> _DIRECTIONS FOR THIS TASK_: In the Stephen Campbell Moore interview below, reproduce the passage from "Fondly remembered from" up to and including "small Dorfman auditorium?", substituting "lawyer" for "barrister".

[Opening SOURCE PASSAGE section]

Fondly remembered from his London and Broadway run in Alan Bennett’s Tony-winning The History Boys, Stephen Campbell Moore has since returned to the West End in Clybourne Park and Chimerica, among other major plays. The ever-engaging actor is now giving a scorching star turn as an English barrister, or legal eagle, accused of rape in the Nina Raine play Consent, now at the Harold Pinter Theatre after its National Theatre premiere last year. Campbell Moore took time recently to talk transfers, the appeal of new plays and his gratifying return to full health.
How does it feel to have come into a play that was first seen with a (mostly) different cast last year at the National Theatre’s small Dorfman auditorium?
This one has been a real grower on me; it took a few reads for me to think, "I’m really beginning to see what this." At first you just see the surface and think, “These are unappealing people,” but then Nina [Raine, the playwright] turns things ever so slightly, so that after the third or fourth read, you think, "I could be an advocate for this guy [Ed, the barrister whose personal life falls away as the play continues]." I became more and more persuaded by it.
Does it feel as if you are remaking the play afresh for the West End?
It’s been quite an interesting process taking this to a completely different theater; there’s always that danger of losing the subtlety of a play when you take it from a smaller space—especially the Dorfman [at the National], which is ideal for such a forensic look at human behavior. But the point is to go with the clarity of the writing so that it lands in a big theater and then work out the details in whatever way you can.

[Closing SOURCE PASSAGE section]
[Opening RECORD EXCERPTS section]

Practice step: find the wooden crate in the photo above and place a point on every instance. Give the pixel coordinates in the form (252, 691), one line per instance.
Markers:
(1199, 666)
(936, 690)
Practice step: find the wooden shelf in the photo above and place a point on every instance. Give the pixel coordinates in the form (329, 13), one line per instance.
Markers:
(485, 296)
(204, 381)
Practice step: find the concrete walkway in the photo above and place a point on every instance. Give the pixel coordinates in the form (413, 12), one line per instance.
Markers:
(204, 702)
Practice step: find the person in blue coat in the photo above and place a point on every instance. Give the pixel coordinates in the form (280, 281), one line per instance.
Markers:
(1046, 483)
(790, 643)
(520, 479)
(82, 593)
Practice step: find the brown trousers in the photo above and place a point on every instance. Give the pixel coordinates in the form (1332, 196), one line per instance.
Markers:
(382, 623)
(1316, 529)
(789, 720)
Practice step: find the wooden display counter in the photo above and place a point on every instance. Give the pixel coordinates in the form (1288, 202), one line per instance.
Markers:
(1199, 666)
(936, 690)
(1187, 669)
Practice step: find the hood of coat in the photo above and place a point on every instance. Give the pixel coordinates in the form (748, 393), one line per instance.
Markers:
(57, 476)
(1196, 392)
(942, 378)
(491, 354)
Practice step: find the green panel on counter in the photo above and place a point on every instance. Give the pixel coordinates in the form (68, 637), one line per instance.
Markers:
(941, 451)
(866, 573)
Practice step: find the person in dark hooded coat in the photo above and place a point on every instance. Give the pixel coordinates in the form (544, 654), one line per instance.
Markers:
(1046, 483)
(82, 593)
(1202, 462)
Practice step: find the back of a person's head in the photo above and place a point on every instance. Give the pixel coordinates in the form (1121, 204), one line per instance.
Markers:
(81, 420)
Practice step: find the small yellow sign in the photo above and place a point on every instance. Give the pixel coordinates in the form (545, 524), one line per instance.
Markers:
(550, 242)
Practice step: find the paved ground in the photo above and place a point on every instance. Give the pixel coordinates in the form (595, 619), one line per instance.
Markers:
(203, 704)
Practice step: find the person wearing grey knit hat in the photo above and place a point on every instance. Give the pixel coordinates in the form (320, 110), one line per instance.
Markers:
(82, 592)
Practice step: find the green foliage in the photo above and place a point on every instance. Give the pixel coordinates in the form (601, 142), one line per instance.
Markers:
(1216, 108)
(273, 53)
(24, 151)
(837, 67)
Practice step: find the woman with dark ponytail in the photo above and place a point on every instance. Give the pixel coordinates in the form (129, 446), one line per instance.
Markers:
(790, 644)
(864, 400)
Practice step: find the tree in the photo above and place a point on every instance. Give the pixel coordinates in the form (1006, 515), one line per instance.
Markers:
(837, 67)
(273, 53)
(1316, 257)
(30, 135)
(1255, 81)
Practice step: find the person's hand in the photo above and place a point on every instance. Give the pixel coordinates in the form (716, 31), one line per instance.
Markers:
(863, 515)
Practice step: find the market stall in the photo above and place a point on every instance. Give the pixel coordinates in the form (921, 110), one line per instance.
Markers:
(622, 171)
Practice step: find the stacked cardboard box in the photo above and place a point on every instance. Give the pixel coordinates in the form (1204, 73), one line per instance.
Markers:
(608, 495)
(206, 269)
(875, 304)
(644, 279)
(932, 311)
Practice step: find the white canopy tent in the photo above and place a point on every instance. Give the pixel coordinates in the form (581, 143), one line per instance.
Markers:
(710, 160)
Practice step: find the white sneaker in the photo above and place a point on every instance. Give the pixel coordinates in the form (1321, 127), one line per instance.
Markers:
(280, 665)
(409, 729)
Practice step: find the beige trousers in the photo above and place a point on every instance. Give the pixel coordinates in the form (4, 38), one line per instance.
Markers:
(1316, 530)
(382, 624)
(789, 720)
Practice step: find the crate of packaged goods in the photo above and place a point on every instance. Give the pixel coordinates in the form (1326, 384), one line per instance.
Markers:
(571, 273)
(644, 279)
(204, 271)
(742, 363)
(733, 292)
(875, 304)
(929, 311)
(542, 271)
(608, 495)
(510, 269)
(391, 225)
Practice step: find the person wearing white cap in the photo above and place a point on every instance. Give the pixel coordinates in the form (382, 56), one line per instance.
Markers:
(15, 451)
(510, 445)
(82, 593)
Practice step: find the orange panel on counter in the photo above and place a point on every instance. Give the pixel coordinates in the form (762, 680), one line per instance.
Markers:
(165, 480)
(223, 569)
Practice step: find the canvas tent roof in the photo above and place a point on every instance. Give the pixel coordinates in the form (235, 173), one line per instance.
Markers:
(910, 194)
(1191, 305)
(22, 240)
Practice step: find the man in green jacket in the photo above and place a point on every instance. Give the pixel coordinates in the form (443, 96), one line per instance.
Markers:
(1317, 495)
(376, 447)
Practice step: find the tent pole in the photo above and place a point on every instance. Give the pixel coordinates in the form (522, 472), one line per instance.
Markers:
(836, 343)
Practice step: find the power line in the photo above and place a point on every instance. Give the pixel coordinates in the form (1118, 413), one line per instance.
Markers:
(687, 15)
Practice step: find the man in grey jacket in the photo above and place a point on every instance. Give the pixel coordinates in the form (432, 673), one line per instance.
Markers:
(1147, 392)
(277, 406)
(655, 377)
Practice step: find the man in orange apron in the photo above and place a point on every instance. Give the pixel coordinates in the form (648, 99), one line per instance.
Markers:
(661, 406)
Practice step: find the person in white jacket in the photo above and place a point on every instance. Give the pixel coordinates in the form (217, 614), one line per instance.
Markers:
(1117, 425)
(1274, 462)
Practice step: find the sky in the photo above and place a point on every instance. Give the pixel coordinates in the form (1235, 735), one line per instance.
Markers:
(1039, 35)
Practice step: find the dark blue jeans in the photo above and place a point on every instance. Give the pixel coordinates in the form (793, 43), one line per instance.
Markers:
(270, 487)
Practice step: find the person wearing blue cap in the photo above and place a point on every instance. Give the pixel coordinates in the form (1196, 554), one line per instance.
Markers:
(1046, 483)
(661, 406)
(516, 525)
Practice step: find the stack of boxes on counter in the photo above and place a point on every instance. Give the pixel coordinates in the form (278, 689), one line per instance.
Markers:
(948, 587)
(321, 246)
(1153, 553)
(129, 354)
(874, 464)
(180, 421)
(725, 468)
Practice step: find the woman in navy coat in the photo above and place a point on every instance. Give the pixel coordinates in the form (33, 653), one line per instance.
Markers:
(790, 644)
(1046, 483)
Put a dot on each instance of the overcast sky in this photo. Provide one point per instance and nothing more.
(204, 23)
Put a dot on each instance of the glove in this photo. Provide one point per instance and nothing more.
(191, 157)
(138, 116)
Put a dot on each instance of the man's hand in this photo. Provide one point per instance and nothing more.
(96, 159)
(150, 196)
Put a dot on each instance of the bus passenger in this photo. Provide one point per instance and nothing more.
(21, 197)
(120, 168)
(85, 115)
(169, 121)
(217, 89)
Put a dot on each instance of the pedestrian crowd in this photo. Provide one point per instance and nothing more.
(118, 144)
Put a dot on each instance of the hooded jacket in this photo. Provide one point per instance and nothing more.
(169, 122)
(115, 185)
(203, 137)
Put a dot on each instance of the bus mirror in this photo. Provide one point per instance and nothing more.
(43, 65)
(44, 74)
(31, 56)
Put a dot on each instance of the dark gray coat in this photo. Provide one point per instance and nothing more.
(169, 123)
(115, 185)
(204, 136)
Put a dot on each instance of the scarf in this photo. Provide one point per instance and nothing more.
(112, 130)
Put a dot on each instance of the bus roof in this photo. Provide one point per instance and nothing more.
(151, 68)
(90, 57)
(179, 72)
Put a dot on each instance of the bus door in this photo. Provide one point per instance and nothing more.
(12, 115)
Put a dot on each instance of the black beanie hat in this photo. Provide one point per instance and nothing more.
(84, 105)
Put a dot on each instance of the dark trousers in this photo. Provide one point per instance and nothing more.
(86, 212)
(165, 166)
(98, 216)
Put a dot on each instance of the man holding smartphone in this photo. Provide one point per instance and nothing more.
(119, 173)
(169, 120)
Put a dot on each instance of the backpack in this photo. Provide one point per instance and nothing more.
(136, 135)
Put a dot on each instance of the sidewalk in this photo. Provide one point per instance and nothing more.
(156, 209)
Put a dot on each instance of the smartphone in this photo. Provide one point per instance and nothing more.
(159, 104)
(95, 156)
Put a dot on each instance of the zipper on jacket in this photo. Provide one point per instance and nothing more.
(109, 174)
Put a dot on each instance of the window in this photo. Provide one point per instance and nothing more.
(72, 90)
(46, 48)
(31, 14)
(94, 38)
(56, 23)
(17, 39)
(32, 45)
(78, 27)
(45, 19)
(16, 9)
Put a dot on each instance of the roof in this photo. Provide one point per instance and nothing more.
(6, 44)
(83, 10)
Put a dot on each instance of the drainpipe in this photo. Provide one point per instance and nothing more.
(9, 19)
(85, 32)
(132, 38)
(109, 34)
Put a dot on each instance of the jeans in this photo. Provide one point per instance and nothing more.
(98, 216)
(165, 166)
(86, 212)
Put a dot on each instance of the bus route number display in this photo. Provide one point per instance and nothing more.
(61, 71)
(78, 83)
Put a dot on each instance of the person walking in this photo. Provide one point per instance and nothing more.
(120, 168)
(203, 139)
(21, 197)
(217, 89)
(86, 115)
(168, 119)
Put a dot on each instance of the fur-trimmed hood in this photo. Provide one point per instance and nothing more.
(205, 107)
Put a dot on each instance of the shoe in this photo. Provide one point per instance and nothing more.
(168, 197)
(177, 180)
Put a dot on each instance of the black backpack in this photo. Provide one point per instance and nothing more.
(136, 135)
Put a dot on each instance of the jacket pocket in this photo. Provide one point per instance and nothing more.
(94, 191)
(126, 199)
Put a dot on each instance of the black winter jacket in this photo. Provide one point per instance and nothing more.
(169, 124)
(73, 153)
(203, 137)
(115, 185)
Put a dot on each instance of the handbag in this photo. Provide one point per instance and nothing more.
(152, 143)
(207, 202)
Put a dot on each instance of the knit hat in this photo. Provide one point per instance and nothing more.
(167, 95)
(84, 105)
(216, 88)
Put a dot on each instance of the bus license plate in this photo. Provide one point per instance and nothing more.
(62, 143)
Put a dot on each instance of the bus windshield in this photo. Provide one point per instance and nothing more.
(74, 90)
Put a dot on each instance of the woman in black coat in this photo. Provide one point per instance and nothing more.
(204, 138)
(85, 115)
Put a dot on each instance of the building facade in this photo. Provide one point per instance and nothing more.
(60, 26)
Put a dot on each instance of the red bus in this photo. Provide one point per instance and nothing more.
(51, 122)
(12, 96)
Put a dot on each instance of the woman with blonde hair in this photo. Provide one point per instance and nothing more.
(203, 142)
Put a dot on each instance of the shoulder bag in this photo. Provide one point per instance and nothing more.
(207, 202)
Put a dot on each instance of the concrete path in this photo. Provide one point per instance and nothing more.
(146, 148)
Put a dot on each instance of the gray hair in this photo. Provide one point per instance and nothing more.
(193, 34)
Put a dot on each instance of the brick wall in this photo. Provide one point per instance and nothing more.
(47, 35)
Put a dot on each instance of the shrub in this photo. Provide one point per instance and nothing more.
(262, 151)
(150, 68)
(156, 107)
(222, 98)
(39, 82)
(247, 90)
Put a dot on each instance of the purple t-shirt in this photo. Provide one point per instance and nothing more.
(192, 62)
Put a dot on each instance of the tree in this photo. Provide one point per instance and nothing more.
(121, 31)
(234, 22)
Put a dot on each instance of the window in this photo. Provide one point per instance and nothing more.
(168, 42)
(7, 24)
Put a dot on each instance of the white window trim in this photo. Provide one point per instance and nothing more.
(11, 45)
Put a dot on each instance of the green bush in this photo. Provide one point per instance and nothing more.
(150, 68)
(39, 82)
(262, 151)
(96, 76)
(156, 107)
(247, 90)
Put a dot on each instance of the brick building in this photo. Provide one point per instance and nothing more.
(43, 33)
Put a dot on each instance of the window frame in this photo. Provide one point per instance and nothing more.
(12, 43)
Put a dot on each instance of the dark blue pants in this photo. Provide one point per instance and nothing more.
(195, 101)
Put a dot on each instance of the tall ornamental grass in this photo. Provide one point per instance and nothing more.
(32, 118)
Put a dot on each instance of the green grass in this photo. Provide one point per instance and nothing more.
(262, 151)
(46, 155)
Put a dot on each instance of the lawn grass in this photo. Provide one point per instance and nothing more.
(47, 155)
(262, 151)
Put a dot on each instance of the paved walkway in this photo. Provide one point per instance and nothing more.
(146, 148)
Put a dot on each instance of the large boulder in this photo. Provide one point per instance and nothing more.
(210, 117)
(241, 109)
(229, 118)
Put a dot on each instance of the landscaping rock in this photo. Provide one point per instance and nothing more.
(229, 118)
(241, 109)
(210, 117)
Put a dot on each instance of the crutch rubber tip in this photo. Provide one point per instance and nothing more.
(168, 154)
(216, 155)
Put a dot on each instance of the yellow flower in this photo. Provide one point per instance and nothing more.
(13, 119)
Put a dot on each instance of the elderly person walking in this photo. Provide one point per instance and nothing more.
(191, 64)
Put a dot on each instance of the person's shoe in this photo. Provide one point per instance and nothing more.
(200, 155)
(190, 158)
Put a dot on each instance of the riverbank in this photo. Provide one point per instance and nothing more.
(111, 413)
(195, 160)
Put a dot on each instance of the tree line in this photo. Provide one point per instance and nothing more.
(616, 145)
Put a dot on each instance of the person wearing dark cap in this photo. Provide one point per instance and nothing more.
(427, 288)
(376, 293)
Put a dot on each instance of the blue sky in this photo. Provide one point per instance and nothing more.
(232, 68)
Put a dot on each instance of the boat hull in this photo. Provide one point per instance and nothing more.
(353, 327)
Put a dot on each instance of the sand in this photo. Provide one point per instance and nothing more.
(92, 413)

[Closing RECORD EXCERPTS section]

> _RESULT OF THE TASK_:
Fondly remembered from his London and Broadway run in Alan Bennett’s Tony-winning The History Boys, Stephen Campbell Moore has since returned to the West End in Clybourne Park and Chimerica, among other major plays. The ever-engaging actor is now giving a scorching star turn as an English lawyer, or legal eagle, accused of rape in the Nina Raine play Consent, now at the Harold Pinter Theatre after its National Theatre premiere last year. Campbell Moore took time recently to talk transfers, the appeal of new plays and his gratifying return to full health.
How does it feel to have come into a play that was first seen with a (mostly) different cast last year at the National Theatre’s small Dorfman auditorium?